(Excerpts from point annotation data)
● ● ● ● ●

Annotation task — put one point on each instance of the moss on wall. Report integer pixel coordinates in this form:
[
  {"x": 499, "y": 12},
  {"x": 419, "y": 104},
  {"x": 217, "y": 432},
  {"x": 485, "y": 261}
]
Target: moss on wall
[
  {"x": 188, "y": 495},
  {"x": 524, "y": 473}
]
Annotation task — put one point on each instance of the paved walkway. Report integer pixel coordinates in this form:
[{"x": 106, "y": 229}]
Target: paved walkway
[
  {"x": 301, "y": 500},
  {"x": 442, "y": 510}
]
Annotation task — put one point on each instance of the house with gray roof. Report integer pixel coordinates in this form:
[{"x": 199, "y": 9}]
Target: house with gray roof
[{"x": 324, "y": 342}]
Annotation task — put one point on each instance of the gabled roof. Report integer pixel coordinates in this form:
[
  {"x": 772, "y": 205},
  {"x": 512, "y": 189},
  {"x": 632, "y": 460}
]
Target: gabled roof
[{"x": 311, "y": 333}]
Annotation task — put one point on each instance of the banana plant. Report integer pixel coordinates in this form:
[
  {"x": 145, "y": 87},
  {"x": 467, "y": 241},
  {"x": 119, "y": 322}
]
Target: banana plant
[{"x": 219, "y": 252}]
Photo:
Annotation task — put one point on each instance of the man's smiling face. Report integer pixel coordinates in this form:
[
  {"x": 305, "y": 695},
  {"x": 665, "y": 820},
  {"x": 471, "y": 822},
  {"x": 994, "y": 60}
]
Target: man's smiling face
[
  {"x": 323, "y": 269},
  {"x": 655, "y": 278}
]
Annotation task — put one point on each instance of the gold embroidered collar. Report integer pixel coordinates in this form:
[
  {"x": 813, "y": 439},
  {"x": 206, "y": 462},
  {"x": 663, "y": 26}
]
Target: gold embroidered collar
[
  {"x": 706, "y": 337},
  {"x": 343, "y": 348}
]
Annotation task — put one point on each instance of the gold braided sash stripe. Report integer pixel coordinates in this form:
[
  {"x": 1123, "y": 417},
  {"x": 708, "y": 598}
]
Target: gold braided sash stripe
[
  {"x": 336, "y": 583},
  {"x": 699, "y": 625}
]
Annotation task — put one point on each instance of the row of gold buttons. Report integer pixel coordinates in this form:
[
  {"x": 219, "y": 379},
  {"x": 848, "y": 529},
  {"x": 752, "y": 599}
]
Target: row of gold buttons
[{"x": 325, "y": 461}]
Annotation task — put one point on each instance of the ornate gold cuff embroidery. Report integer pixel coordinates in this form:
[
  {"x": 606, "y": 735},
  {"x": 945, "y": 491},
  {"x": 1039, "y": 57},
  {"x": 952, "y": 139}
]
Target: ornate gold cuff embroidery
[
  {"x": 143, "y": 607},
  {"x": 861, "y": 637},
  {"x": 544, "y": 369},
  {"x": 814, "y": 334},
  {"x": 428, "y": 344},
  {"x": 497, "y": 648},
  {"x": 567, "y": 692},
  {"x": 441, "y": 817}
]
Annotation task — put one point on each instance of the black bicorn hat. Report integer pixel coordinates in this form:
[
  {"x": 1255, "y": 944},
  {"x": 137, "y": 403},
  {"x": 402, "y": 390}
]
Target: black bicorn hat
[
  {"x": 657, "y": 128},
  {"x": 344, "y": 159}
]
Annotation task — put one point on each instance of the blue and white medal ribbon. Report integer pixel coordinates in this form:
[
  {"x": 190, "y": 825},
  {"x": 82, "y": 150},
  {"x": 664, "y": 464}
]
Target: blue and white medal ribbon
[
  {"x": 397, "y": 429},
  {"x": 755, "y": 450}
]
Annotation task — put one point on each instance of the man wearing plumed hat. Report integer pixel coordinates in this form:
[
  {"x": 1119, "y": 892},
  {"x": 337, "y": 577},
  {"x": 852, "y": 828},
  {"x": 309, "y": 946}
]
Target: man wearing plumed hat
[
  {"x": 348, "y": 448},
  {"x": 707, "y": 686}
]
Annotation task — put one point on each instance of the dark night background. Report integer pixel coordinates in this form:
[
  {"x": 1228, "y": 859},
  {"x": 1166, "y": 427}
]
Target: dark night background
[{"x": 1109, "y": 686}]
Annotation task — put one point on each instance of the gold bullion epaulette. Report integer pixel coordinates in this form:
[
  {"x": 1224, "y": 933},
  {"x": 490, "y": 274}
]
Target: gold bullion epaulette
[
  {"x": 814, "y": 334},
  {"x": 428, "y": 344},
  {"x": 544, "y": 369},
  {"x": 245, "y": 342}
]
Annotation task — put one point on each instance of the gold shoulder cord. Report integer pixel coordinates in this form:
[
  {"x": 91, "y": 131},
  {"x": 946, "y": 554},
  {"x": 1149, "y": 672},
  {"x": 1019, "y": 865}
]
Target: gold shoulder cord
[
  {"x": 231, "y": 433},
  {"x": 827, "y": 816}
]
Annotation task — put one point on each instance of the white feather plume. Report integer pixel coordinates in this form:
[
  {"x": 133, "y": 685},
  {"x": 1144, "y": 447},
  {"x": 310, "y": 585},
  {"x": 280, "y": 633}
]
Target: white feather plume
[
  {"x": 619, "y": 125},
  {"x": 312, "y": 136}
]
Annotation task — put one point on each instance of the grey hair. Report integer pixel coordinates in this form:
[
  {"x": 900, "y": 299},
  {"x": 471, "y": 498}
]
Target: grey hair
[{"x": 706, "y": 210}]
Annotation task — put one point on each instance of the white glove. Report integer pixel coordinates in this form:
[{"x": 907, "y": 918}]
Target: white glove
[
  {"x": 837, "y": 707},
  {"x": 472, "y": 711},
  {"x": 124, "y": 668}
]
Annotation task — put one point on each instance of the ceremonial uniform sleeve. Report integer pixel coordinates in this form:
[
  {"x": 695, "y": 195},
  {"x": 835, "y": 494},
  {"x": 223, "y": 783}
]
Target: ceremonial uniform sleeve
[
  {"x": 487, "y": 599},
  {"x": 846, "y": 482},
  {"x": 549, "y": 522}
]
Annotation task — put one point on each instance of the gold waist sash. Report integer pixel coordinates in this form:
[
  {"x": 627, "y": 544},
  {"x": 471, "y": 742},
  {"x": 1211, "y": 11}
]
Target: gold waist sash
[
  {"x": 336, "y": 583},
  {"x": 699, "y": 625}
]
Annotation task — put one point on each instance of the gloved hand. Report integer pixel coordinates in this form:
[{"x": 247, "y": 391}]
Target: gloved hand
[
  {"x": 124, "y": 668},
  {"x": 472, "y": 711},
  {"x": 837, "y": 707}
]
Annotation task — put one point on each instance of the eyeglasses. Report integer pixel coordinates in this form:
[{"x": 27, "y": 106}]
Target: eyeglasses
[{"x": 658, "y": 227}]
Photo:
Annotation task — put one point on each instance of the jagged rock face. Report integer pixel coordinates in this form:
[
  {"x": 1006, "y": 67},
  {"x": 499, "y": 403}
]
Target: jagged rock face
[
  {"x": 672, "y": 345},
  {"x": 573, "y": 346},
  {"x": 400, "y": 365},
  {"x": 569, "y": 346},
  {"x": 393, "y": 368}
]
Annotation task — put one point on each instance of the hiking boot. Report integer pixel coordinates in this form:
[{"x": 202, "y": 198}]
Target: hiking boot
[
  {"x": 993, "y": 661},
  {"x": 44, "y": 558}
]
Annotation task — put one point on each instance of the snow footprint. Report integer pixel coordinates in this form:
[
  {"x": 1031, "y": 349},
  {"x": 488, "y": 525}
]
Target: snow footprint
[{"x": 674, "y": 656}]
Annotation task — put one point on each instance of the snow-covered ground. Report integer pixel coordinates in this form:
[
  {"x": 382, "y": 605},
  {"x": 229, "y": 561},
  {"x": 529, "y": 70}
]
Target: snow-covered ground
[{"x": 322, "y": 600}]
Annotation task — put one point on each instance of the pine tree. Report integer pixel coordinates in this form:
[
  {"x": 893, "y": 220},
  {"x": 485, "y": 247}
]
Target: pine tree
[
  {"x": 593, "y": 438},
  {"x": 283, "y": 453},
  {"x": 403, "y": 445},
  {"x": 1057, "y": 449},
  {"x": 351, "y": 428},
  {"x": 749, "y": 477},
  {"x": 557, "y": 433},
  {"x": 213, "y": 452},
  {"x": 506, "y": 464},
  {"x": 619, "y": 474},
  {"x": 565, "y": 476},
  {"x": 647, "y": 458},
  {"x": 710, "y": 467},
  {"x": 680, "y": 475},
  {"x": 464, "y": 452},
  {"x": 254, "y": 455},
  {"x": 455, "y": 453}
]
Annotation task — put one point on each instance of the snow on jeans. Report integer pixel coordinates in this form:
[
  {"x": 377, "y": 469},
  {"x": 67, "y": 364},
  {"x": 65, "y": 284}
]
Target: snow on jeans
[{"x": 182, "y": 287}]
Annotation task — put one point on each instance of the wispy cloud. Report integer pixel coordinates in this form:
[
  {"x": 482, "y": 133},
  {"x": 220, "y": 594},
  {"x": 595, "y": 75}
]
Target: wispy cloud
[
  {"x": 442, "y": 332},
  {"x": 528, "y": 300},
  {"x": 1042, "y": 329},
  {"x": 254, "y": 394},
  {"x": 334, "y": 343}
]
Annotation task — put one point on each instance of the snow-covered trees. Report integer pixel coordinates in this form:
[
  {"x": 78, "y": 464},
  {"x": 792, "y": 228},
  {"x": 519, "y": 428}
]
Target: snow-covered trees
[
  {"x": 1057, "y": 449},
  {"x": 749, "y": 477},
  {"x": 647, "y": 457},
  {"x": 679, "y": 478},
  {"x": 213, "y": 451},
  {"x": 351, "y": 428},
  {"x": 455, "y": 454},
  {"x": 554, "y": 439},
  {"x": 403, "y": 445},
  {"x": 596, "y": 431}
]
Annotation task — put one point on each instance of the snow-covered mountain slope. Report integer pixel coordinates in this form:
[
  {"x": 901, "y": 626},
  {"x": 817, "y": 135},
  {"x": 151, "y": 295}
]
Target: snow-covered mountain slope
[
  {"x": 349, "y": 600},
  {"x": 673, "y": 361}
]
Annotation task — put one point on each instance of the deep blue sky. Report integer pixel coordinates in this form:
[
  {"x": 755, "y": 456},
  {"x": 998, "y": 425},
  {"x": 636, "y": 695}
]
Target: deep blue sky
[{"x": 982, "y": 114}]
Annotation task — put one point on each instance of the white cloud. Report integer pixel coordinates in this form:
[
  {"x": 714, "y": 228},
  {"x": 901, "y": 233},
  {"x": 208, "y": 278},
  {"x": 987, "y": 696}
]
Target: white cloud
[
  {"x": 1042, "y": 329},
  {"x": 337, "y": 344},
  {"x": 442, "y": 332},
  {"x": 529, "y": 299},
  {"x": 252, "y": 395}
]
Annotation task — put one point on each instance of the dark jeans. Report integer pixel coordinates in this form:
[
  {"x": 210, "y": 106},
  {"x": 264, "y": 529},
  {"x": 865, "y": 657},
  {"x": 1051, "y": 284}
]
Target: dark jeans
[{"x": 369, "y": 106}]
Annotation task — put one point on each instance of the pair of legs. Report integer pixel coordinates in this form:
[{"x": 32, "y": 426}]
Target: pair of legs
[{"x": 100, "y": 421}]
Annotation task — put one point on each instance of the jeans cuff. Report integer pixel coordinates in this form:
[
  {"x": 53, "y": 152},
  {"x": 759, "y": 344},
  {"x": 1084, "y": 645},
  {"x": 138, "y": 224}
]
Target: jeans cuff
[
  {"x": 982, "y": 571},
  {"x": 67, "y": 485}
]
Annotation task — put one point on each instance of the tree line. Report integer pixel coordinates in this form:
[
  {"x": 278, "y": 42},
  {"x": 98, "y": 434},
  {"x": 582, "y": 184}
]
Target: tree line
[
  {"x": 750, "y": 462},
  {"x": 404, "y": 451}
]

● ● ● ● ●

**DIRECTIONS FOR THIS TASK:** Set out exactly the run of lines that begins at the line holding "of the deep" and ends at the last line of the data.

**EXERCISE RESPONSE:**
Annotation task — put one point on each instance of the deep blue sky. Report integer pixel coordinates in this form:
[
  {"x": 755, "y": 456},
  {"x": 998, "y": 425},
  {"x": 636, "y": 695}
]
Target: deep blue sky
[{"x": 982, "y": 114}]
Annotation task — put one point on each instance of the white cloud. Report integer pixel coordinates in this form:
[
  {"x": 714, "y": 228},
  {"x": 901, "y": 233},
  {"x": 208, "y": 278},
  {"x": 987, "y": 696}
]
Target: white cloud
[
  {"x": 1042, "y": 329},
  {"x": 337, "y": 344},
  {"x": 442, "y": 332},
  {"x": 529, "y": 299},
  {"x": 252, "y": 395}
]
Annotation task — put one point on each instance of the dark jeans. Report integer pixel coordinates in this form:
[
  {"x": 210, "y": 106},
  {"x": 264, "y": 529},
  {"x": 865, "y": 657},
  {"x": 1051, "y": 284}
]
Target: dark jeans
[{"x": 369, "y": 106}]
Annotation task — put one point on each instance of the pair of legs. Report integer pixel coordinates in this form:
[{"x": 32, "y": 426}]
Target: pair of legs
[{"x": 100, "y": 421}]
Annotation task — put one point on each instance of the jeans cuff. Report integer pixel coordinates in this form:
[
  {"x": 53, "y": 152},
  {"x": 759, "y": 344},
  {"x": 1084, "y": 645},
  {"x": 138, "y": 224}
]
Target: jeans cuff
[
  {"x": 982, "y": 571},
  {"x": 67, "y": 485}
]
Annotation task — put one point on each instance of the tree line. Report integer pixel coordinates in this form:
[
  {"x": 278, "y": 42},
  {"x": 98, "y": 434},
  {"x": 582, "y": 184}
]
Target: tree line
[
  {"x": 750, "y": 462},
  {"x": 404, "y": 451}
]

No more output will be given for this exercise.